• [TEXTE FOURNI]:

---------------

L’importance du livre de Marc-Aurèle, dans l’histoire des idées, c’est de représenter l’état le plus élevé de la conscience morale dans l’hellénisme, avant l’avénement du mysticisme néoplatonicien, et en dehors des influences chrétiennes. Et lorsqu’on veut juger équitablement où en était l’humanité formée par la culture grecque, au moment où le christianisme allait se répandre, ces méditations d’un sage sont un des éléments les plus indispensables de l’enquête à faire.


Il est curieux qu’en face de ce croyant, l’ordre chronologique nous force à placer le plus déterminé des sceptiques. C’est vers la fin du second siècle en effet que le scepticisme grec a produit le livre qui est resté devant la postérité le principal témoin de ses doctrines, celui de Sextus Empiricus.

---------------

• [LISTE DES DONNÉES]:

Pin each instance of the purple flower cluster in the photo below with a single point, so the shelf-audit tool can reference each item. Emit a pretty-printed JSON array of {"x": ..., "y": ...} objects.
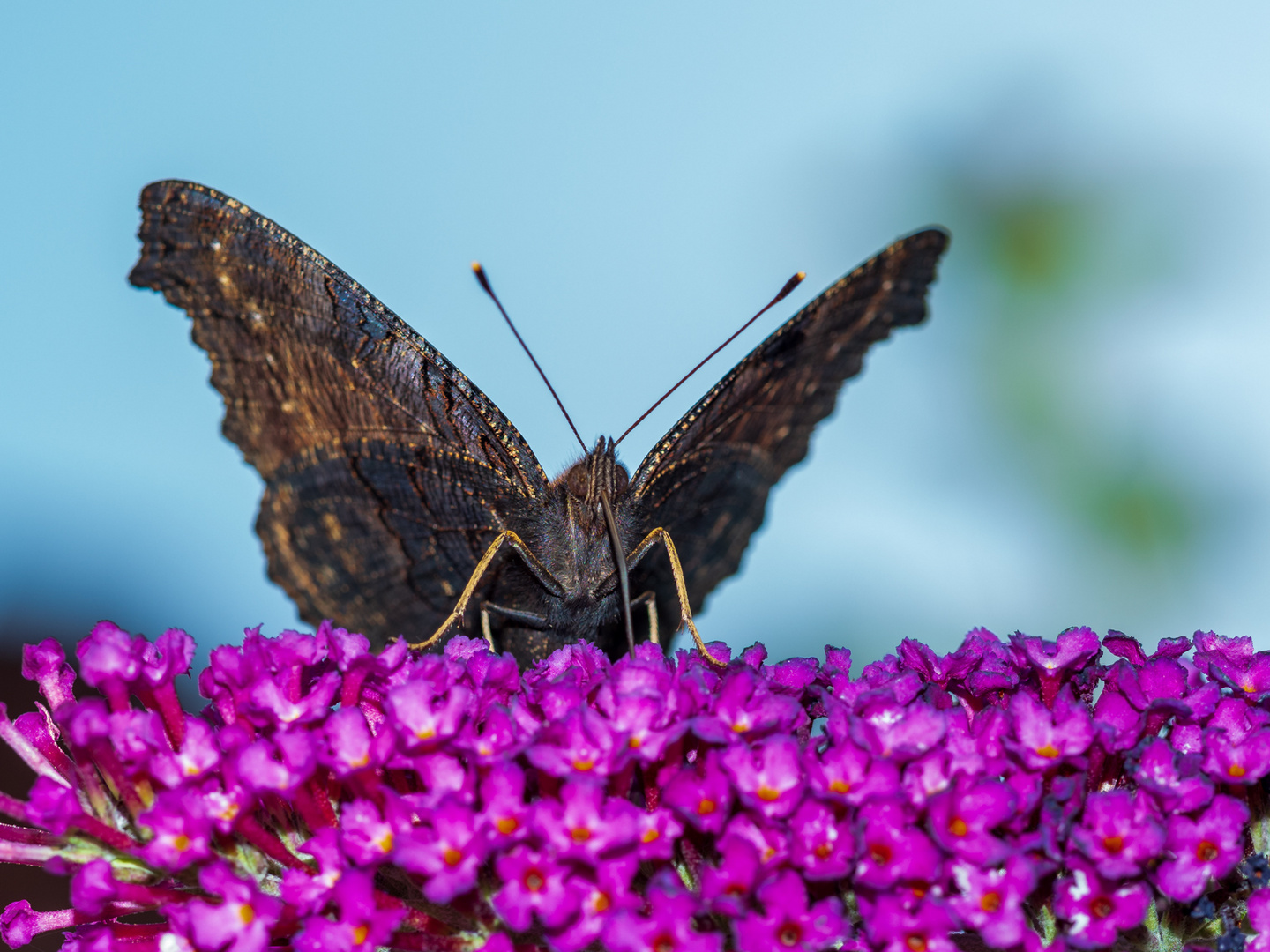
[{"x": 1018, "y": 793}]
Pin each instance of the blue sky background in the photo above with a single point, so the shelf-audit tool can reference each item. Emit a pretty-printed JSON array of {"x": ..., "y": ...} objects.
[{"x": 1080, "y": 435}]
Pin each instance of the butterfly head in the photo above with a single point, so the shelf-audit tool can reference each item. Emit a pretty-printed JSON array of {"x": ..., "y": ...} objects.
[{"x": 597, "y": 472}]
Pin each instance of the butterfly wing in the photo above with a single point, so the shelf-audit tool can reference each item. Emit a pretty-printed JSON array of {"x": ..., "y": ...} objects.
[
  {"x": 386, "y": 471},
  {"x": 706, "y": 481}
]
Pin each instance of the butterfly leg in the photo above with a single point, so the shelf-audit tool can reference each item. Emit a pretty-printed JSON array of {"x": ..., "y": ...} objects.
[
  {"x": 681, "y": 587},
  {"x": 504, "y": 539},
  {"x": 649, "y": 599}
]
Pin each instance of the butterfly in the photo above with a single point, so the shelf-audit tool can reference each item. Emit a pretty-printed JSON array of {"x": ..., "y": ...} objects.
[{"x": 399, "y": 499}]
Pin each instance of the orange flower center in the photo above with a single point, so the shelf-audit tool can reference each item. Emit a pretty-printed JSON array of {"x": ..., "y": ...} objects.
[
  {"x": 790, "y": 934},
  {"x": 879, "y": 853}
]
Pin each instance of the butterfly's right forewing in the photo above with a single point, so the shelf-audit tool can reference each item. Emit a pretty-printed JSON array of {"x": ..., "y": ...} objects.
[
  {"x": 706, "y": 481},
  {"x": 386, "y": 471}
]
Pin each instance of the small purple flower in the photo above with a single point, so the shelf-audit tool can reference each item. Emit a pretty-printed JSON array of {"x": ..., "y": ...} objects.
[
  {"x": 823, "y": 844},
  {"x": 725, "y": 888},
  {"x": 902, "y": 929},
  {"x": 46, "y": 666},
  {"x": 179, "y": 830},
  {"x": 655, "y": 834},
  {"x": 195, "y": 758},
  {"x": 365, "y": 837},
  {"x": 1045, "y": 738},
  {"x": 1172, "y": 777},
  {"x": 892, "y": 850},
  {"x": 279, "y": 764},
  {"x": 349, "y": 744},
  {"x": 424, "y": 716},
  {"x": 361, "y": 926},
  {"x": 52, "y": 805},
  {"x": 504, "y": 813},
  {"x": 990, "y": 900},
  {"x": 1203, "y": 848},
  {"x": 845, "y": 772},
  {"x": 109, "y": 663},
  {"x": 902, "y": 730},
  {"x": 746, "y": 707},
  {"x": 667, "y": 928},
  {"x": 771, "y": 842},
  {"x": 1097, "y": 909},
  {"x": 585, "y": 824},
  {"x": 449, "y": 852},
  {"x": 788, "y": 923},
  {"x": 583, "y": 744},
  {"x": 1233, "y": 663},
  {"x": 239, "y": 923},
  {"x": 1119, "y": 834},
  {"x": 961, "y": 819},
  {"x": 1053, "y": 660},
  {"x": 701, "y": 795},
  {"x": 601, "y": 900},
  {"x": 1244, "y": 761},
  {"x": 767, "y": 776},
  {"x": 534, "y": 883}
]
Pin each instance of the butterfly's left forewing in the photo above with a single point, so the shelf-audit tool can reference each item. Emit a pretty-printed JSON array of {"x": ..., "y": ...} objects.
[
  {"x": 387, "y": 472},
  {"x": 706, "y": 481}
]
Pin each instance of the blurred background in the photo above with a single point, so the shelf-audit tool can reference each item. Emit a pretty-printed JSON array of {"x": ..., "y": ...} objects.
[{"x": 1080, "y": 435}]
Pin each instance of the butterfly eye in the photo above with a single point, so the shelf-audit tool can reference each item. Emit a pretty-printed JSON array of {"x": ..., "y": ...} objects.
[{"x": 577, "y": 481}]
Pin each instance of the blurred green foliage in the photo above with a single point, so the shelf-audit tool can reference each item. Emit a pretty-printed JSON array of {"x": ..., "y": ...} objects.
[{"x": 1053, "y": 260}]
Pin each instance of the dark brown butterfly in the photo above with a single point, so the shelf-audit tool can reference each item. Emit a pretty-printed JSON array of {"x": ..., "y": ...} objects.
[{"x": 389, "y": 476}]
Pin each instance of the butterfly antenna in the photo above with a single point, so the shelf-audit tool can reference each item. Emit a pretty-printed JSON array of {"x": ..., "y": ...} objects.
[
  {"x": 484, "y": 283},
  {"x": 784, "y": 292}
]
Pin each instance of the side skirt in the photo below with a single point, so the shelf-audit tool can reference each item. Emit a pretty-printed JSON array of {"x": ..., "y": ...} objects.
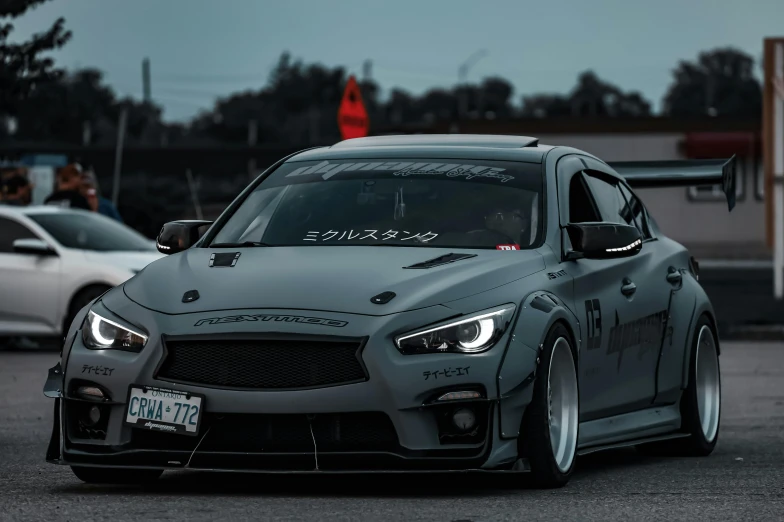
[{"x": 637, "y": 427}]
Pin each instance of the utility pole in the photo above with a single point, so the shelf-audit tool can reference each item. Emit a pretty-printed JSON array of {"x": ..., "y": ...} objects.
[
  {"x": 253, "y": 131},
  {"x": 146, "y": 80},
  {"x": 118, "y": 156},
  {"x": 367, "y": 68},
  {"x": 462, "y": 75},
  {"x": 86, "y": 133},
  {"x": 773, "y": 159}
]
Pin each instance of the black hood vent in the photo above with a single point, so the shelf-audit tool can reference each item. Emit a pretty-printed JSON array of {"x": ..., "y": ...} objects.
[
  {"x": 224, "y": 259},
  {"x": 441, "y": 260}
]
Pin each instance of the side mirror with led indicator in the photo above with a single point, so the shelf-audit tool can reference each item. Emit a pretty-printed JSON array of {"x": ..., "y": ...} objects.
[{"x": 603, "y": 240}]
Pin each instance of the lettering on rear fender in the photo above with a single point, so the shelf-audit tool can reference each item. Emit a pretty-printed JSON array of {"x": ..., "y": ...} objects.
[{"x": 268, "y": 317}]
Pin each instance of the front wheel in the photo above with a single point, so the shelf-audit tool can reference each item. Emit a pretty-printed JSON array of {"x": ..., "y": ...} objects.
[
  {"x": 548, "y": 436},
  {"x": 116, "y": 475}
]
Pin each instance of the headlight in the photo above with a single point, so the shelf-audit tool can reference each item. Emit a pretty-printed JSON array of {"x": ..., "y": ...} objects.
[
  {"x": 100, "y": 333},
  {"x": 473, "y": 334}
]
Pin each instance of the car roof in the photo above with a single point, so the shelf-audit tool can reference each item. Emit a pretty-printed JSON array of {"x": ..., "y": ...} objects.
[
  {"x": 40, "y": 209},
  {"x": 454, "y": 146}
]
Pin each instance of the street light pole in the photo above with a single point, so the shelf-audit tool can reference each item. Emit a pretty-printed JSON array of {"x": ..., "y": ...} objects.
[{"x": 462, "y": 75}]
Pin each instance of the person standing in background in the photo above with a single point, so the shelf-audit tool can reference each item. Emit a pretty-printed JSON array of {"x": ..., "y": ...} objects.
[
  {"x": 69, "y": 189},
  {"x": 93, "y": 194},
  {"x": 17, "y": 191}
]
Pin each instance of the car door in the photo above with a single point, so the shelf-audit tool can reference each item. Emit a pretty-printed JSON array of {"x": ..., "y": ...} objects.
[
  {"x": 29, "y": 285},
  {"x": 597, "y": 297},
  {"x": 638, "y": 302}
]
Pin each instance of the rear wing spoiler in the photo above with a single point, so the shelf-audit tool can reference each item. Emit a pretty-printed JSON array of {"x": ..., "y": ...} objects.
[{"x": 680, "y": 173}]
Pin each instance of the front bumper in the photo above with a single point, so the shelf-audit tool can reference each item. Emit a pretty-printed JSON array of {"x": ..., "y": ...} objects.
[{"x": 387, "y": 422}]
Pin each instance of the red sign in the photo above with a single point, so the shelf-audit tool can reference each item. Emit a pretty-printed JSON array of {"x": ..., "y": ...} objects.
[{"x": 352, "y": 116}]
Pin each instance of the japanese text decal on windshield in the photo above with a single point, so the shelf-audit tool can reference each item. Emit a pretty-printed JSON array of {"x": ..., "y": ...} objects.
[
  {"x": 406, "y": 168},
  {"x": 350, "y": 235}
]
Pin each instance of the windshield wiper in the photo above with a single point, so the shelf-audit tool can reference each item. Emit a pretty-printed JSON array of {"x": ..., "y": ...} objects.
[{"x": 244, "y": 244}]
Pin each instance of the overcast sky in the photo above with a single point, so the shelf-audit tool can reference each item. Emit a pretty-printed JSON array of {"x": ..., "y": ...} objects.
[{"x": 201, "y": 49}]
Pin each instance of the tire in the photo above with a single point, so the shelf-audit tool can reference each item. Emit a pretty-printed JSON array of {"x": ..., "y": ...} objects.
[
  {"x": 552, "y": 457},
  {"x": 700, "y": 402},
  {"x": 116, "y": 475},
  {"x": 79, "y": 301}
]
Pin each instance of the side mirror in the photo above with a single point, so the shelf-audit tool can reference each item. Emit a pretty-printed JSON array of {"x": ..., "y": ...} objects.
[
  {"x": 176, "y": 236},
  {"x": 36, "y": 247},
  {"x": 603, "y": 240}
]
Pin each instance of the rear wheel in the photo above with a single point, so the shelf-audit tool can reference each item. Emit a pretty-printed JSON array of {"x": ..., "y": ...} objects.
[
  {"x": 548, "y": 437},
  {"x": 701, "y": 401},
  {"x": 116, "y": 475}
]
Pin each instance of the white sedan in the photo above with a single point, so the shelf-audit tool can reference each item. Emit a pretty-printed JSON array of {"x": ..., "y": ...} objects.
[{"x": 53, "y": 261}]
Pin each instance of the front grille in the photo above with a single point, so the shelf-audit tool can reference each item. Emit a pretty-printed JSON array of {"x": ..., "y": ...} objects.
[
  {"x": 269, "y": 364},
  {"x": 280, "y": 433}
]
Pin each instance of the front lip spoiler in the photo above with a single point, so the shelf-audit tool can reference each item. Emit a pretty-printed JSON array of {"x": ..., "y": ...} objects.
[
  {"x": 303, "y": 462},
  {"x": 53, "y": 388}
]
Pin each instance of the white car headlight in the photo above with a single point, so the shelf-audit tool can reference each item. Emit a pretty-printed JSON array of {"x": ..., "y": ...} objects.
[
  {"x": 473, "y": 334},
  {"x": 100, "y": 333}
]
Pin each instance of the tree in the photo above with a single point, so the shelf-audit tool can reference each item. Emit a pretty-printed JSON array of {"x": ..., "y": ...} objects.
[
  {"x": 59, "y": 111},
  {"x": 720, "y": 83},
  {"x": 591, "y": 97},
  {"x": 23, "y": 66}
]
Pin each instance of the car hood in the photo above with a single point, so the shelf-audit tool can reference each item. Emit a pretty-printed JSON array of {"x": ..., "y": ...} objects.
[
  {"x": 133, "y": 261},
  {"x": 336, "y": 279}
]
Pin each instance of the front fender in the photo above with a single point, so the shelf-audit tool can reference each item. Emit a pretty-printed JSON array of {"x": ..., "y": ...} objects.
[{"x": 539, "y": 311}]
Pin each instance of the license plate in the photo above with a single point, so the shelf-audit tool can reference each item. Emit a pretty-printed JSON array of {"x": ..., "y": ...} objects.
[{"x": 159, "y": 409}]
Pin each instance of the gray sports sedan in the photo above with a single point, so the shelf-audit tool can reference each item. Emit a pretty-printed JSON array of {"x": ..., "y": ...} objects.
[{"x": 401, "y": 304}]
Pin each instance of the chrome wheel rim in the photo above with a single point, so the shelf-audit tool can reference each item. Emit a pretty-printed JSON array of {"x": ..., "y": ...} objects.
[
  {"x": 708, "y": 384},
  {"x": 563, "y": 404}
]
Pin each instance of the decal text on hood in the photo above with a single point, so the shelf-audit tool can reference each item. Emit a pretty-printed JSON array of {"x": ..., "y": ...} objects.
[{"x": 267, "y": 317}]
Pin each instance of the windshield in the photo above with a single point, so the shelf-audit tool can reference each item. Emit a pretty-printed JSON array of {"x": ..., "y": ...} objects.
[
  {"x": 89, "y": 231},
  {"x": 475, "y": 204}
]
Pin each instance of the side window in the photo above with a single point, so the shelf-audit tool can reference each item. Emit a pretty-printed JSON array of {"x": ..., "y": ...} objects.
[
  {"x": 581, "y": 207},
  {"x": 10, "y": 231},
  {"x": 617, "y": 204}
]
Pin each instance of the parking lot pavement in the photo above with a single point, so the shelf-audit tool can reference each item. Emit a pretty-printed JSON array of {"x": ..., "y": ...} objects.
[{"x": 742, "y": 480}]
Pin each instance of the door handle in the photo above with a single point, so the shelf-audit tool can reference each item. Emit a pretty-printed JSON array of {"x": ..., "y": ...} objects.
[{"x": 674, "y": 276}]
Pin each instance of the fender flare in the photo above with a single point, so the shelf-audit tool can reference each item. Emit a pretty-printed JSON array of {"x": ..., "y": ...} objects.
[
  {"x": 539, "y": 311},
  {"x": 700, "y": 309}
]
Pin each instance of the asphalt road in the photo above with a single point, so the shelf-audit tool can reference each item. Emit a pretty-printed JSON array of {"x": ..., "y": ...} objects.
[{"x": 742, "y": 480}]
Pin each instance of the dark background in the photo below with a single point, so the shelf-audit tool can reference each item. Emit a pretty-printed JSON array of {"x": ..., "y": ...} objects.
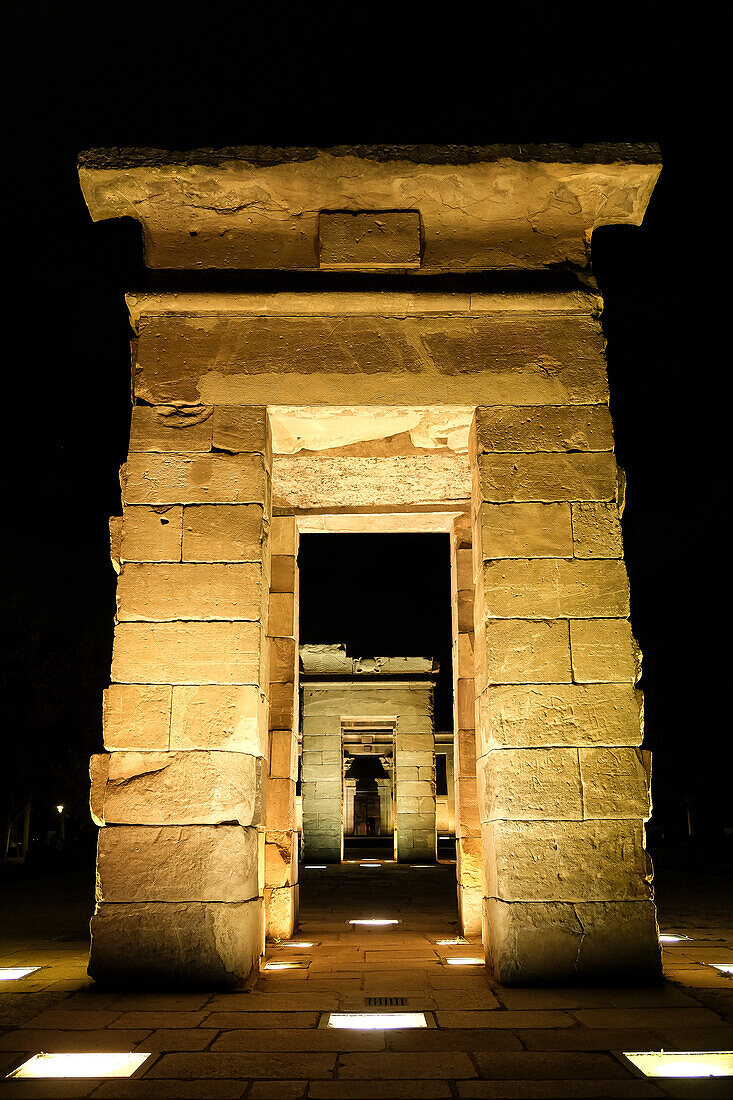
[{"x": 177, "y": 76}]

---------------

• [PROBLÈME À RÉSOUDRE]:
Recopiez mot pour mot le passage du texte fourni qui commence par « L’importance du livre » et va jusqu’à « de Sextus Empiricus. ».

• [SOLUTION PROPOSÉE]:
L’importance du livre de Marc-Aurèle, dans l’histoire des idées, c’est de représenter l’état le plus élevé de la conscience morale dans l’hellénisme, avant l’avénement du mysticisme néoplatonicien, et en dehors des influences chrétiennes. Et lorsqu’on veut juger équitablement où en était l’humanité formée par la culture grecque, au moment où le christianisme allait se répandre, ces méditations d’un sage sont un des éléments les plus indispensables de l’enquête à faire.


Il est curieux qu’en face de ce croyant, l’ordre chronologique nous force à placer le plus déterminé des sceptiques. C’est vers la fin du second siècle en effet que le scepticisme grec a produit le livre qui est resté devant la postérité le principal témoin de ses doctrines, celui de Sextus Empiricus.